## BEGIN Data to process
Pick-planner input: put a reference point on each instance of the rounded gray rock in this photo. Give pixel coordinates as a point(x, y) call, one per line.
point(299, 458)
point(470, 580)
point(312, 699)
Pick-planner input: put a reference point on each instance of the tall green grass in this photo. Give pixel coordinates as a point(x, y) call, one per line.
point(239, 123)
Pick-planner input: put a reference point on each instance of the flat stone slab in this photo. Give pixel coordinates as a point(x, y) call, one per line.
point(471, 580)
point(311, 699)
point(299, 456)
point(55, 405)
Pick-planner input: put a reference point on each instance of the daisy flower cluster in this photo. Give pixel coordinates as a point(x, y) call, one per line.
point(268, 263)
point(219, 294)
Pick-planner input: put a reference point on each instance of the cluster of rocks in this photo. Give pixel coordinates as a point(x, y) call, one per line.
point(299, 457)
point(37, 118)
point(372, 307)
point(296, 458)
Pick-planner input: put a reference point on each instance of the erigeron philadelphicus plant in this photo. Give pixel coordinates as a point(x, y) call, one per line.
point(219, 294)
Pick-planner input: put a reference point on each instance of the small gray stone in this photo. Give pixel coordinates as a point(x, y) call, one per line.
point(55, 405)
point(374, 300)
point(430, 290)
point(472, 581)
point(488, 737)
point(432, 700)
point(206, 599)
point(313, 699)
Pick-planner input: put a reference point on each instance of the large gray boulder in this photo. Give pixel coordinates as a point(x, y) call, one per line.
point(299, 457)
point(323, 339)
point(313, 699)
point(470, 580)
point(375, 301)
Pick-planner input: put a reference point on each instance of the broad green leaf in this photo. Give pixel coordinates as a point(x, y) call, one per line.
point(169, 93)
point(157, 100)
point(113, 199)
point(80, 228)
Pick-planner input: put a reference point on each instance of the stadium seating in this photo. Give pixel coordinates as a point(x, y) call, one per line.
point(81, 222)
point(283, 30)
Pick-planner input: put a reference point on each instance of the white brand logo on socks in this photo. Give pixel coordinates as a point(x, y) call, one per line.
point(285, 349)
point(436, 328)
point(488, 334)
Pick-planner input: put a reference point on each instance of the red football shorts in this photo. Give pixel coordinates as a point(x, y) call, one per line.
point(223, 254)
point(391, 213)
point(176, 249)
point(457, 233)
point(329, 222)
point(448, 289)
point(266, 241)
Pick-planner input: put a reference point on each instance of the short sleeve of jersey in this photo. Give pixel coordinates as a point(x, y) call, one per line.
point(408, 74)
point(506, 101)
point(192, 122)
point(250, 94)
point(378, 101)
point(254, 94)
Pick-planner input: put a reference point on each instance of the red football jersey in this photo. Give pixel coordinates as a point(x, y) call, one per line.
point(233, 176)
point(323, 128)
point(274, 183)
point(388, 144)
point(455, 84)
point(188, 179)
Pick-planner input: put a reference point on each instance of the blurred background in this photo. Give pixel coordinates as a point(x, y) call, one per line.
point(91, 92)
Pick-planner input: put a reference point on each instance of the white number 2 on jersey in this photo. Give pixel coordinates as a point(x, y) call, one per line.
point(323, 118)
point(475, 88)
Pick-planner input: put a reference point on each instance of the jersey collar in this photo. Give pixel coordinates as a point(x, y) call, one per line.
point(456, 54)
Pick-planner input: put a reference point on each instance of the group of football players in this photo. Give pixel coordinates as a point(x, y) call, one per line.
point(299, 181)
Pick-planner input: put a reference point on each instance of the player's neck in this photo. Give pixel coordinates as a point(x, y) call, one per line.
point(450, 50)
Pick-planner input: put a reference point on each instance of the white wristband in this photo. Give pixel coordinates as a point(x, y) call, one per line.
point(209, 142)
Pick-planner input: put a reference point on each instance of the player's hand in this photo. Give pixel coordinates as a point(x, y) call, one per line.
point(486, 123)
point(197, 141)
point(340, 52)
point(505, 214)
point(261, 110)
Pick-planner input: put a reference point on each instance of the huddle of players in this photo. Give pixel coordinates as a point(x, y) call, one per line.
## END Data to process
Reproduce the rows between the one holding "of the broad" and the one holding "point(80, 228)", inclusive, with the requests unchanged. Multiply every point coordinate in the answers by 2.05 and round each result to a whole number, rounding halves up.

Pick-planner input: put a reference point on each instance of the broad green leaf in this photo. Give pixel coordinates as a point(x, y) call, one per line.
point(346, 191)
point(322, 205)
point(232, 408)
point(164, 467)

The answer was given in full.